_TASK DIRECTIONS:_
Make an exact copy of all the entries, but do not reproduce the pictures.

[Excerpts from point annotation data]
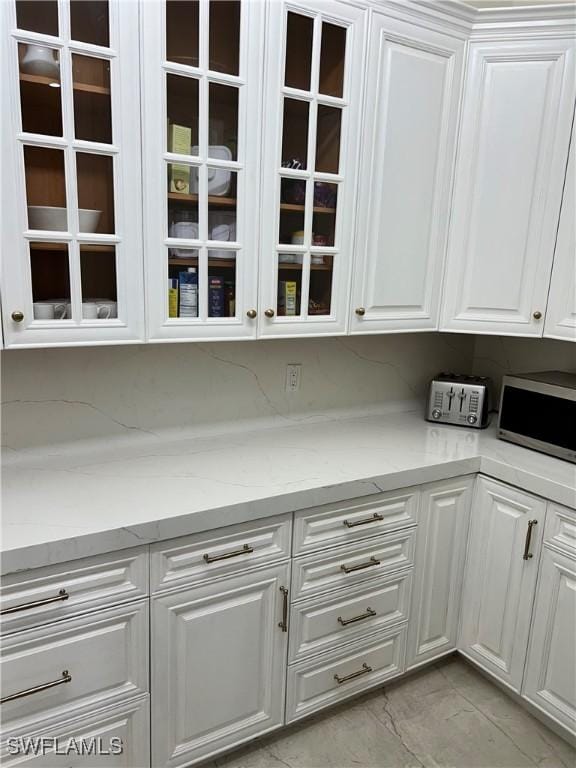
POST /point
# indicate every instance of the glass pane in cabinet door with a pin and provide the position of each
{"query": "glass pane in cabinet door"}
(89, 21)
(50, 274)
(92, 102)
(95, 192)
(45, 188)
(224, 36)
(98, 275)
(38, 16)
(221, 283)
(223, 122)
(182, 282)
(182, 108)
(40, 91)
(182, 25)
(222, 193)
(299, 35)
(332, 55)
(328, 139)
(295, 134)
(324, 216)
(320, 290)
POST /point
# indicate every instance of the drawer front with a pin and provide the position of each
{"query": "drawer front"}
(71, 666)
(42, 595)
(352, 564)
(113, 737)
(340, 523)
(318, 683)
(324, 623)
(204, 556)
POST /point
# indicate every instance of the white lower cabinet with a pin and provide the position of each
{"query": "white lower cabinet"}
(501, 569)
(218, 665)
(440, 552)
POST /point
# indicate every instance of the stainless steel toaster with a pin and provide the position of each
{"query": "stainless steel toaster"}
(459, 399)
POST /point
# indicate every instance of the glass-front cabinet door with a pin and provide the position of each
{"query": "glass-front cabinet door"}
(312, 122)
(201, 74)
(72, 252)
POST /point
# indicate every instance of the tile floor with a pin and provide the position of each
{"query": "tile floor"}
(446, 716)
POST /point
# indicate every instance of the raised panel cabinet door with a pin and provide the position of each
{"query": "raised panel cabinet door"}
(561, 310)
(550, 680)
(438, 570)
(514, 139)
(414, 81)
(71, 168)
(500, 578)
(218, 665)
(312, 131)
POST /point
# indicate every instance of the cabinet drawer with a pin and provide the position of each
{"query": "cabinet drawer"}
(42, 595)
(327, 622)
(319, 682)
(204, 556)
(349, 565)
(342, 522)
(70, 666)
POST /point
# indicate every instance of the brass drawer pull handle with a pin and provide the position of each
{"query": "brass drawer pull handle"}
(369, 613)
(364, 671)
(66, 678)
(527, 554)
(284, 623)
(374, 519)
(246, 550)
(360, 566)
(62, 595)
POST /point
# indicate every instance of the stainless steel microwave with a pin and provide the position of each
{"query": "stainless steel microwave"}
(538, 410)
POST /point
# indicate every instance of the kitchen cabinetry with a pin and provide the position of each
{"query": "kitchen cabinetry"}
(312, 126)
(72, 240)
(409, 137)
(517, 114)
(561, 311)
(501, 569)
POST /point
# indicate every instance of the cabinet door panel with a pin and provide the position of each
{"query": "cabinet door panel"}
(218, 666)
(550, 681)
(518, 107)
(499, 583)
(414, 79)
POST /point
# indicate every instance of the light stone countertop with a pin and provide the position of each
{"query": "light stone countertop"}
(74, 500)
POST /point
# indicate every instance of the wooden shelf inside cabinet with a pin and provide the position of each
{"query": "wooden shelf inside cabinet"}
(85, 87)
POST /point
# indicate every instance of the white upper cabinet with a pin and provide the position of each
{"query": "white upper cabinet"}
(515, 133)
(71, 225)
(561, 311)
(314, 66)
(201, 142)
(414, 80)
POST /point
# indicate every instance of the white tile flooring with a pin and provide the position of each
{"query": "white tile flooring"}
(447, 715)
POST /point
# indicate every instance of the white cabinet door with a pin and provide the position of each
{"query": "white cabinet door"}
(550, 680)
(414, 80)
(438, 570)
(201, 75)
(561, 311)
(313, 98)
(218, 665)
(501, 568)
(514, 138)
(71, 224)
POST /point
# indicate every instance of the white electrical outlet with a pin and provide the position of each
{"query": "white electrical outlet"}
(293, 375)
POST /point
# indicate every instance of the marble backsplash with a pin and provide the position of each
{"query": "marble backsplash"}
(56, 395)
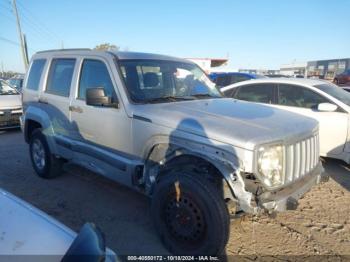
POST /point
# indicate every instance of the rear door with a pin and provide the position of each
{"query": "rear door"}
(55, 97)
(333, 125)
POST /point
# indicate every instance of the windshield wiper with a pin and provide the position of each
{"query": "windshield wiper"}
(168, 99)
(205, 96)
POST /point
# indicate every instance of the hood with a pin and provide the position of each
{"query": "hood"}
(238, 123)
(10, 101)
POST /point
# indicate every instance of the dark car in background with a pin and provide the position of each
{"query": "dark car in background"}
(343, 78)
(228, 78)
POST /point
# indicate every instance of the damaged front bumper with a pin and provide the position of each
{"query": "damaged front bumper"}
(287, 198)
(279, 200)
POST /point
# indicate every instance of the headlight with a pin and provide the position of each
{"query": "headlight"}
(270, 165)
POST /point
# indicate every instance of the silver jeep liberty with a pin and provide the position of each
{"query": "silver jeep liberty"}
(157, 124)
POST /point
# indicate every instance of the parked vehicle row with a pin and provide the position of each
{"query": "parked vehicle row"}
(222, 79)
(317, 99)
(158, 125)
(343, 78)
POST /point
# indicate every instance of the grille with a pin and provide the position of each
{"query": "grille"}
(301, 158)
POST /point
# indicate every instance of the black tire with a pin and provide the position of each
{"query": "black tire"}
(196, 223)
(52, 166)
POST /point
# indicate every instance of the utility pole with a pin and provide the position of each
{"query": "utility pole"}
(21, 39)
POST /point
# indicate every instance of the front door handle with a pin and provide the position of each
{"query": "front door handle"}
(43, 100)
(76, 109)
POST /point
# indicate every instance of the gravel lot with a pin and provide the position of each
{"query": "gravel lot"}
(320, 225)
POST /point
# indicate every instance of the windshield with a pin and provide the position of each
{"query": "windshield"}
(6, 89)
(336, 92)
(156, 81)
(16, 82)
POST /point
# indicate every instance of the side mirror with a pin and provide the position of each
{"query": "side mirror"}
(327, 107)
(97, 97)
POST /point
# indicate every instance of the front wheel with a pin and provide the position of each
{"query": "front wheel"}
(44, 163)
(190, 215)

_TASK RESULT:_
POST /point
# indicate every instance of the glass pane in cabinet door with a pin and provide the position of each
{"query": "glass pane in cabinet door"}
(89, 21)
(50, 274)
(92, 102)
(95, 192)
(45, 188)
(224, 36)
(98, 275)
(38, 16)
(221, 283)
(223, 122)
(182, 282)
(182, 108)
(40, 91)
(182, 25)
(222, 193)
(299, 35)
(332, 55)
(328, 139)
(295, 134)
(324, 216)
(320, 290)
POST /point
# indicate every instance of the drawer front with a pin and provide the position of each
{"query": "drawer front"}
(71, 666)
(42, 595)
(352, 564)
(113, 737)
(340, 523)
(318, 683)
(324, 623)
(204, 556)
POST /point
# indicate every instance of the white lower cabinet with a pin and provide the position of each
{"query": "white lower cabinet"}
(501, 569)
(218, 665)
(440, 552)
POST /point
# indicate every instance of the stainless steel toaster with a pin and provide the position of each
{"query": "stainless steel toaster"}
(459, 399)
POST /point
# indicate every instance of the glass-front cabinet door with a pin and provide the position of each
{"query": "glass-front cabinet door"}
(312, 122)
(201, 74)
(72, 252)
POST /point
# indicate every instance of the tile floor with a pin and provide the position of each
{"query": "tile floor"}
(446, 716)
POST /point
# indicate every instance of the raised panel cabinet door with a pin and provide the position of each
{"query": "raised panel cabinet door"}
(561, 310)
(550, 680)
(438, 570)
(514, 139)
(414, 81)
(71, 168)
(500, 578)
(218, 665)
(312, 131)
POST /point
# indicate every instance of the cabinet drawer with a pin and provide the position of each
{"query": "cabinet drawer"}
(42, 595)
(327, 622)
(319, 682)
(204, 556)
(349, 565)
(342, 522)
(70, 666)
POST /point
# indicate every instance of the brass drawer pull handle with a pin and provide the position of each
{"query": "brass drawer pull handle"}
(369, 613)
(364, 671)
(66, 678)
(527, 554)
(284, 623)
(374, 519)
(246, 550)
(360, 566)
(62, 595)
POST /point
# indicate every instance of the stainless steel microwave with a pin and provide the position of each
{"query": "stainless steel microwave"}
(538, 410)
POST /point
# indicate every instance of the kitchen cabinetry with a pin and provide the position of each
{"query": "kitchen cabinetry"}
(312, 126)
(72, 240)
(409, 137)
(517, 114)
(561, 311)
(501, 569)
POST /point
# indicate every instance of the cabinet door panel with a pin and provide the position of each
{"query": "cabinet door panel"}
(218, 666)
(550, 681)
(518, 107)
(499, 583)
(414, 79)
POST /point
# indicate every instance of the light stone countertop with a pin and provide the position of each
{"query": "light stone countertop"}
(74, 500)
POST /point
# indicate every instance of the wooden shelf inside cabinet with a pin and provide the position of each
{"query": "wooden shelf inside cabinet"}
(85, 87)
POST /point
# indicate every instance of the white upper cabinet with a pin and provide the position of each
{"query": "white upper cabinet"}
(515, 133)
(71, 225)
(561, 311)
(314, 66)
(201, 142)
(414, 80)
POST /point
# indicate every instance of the white tile flooring with a pin and provide the position of each
{"query": "white tile flooring"}
(447, 715)
POST /point
# indicate every instance of the white cabinet door with a pin and provide the position of each
{"query": "white cabinet door"}
(550, 680)
(414, 80)
(438, 570)
(201, 75)
(561, 311)
(313, 98)
(218, 665)
(501, 568)
(514, 138)
(71, 224)
POST /point
# indicate every instance of the white electrical outlet with a pin and provide the position of each
{"query": "white electrical outlet"}
(293, 375)
POST /point
# indicate every instance of the marble backsplash with a pin and provide the position of each
{"query": "marble backsplash"}
(56, 395)
POST /point
# indicate every instance of the rear door with a pin and provide the position of each
{"query": "rear door"}
(55, 97)
(333, 125)
POST /point
# indicate every instance of the windshield wiper with a pin and provide the position of each
{"query": "windshield wiper"}
(168, 99)
(205, 96)
POST /point
# indicate every instance of the hood with a pin and provide the position of each
{"query": "hood"}
(238, 123)
(10, 101)
POST /point
# indicate every instance of the dark car in background with a pin and provide the position of each
{"query": "dark car in background"}
(343, 78)
(228, 78)
POST /point
# indicate every instance of the damaged front bumper with a pin and provide the position of each
{"query": "damaged front bumper"}
(287, 198)
(279, 200)
POST /point
# indicate every instance of the headlight with a pin and provide the position of each
{"query": "headlight"}
(270, 165)
POST /point
# indicate every instance of the silver jeep liberty with a pin and provide the position of each
{"query": "silver jeep liberty"}
(157, 124)
POST /point
# indicate every instance of the parked vehicle row with a pin and provide the position of each
{"query": "parked vehicle row"}
(222, 79)
(317, 99)
(158, 125)
(343, 78)
POST /point
# indicate every instance of the grille with a pin and provide the position of each
{"query": "grille"}
(301, 158)
POST /point
# indicate every instance of the black tire with a pin and provide the position of each
{"query": "black tire"}
(196, 223)
(52, 166)
POST /point
# indicate every instance of the utility pole with a pin and provide the position of each
{"query": "utility pole"}
(21, 39)
POST /point
# indicate every instance of the front door handle with a pin and provide the position of each
{"query": "front door handle"}
(43, 100)
(76, 109)
POST /point
# indicate every instance of the gravel lot with a pin and provide the position of each
{"query": "gravel lot"}
(320, 225)
POST /point
# indicate every instance of the windshield with a pin and provide the position of each
{"query": "windshield"}
(6, 89)
(336, 92)
(156, 81)
(16, 82)
POST /point
# indicate every instance of the side mirror with a pin and provide the position of each
{"query": "side mirror"}
(327, 107)
(97, 97)
POST /point
# indicate every instance of the front wheel with a pin and provide the position of each
{"query": "front wheel"}
(44, 163)
(190, 215)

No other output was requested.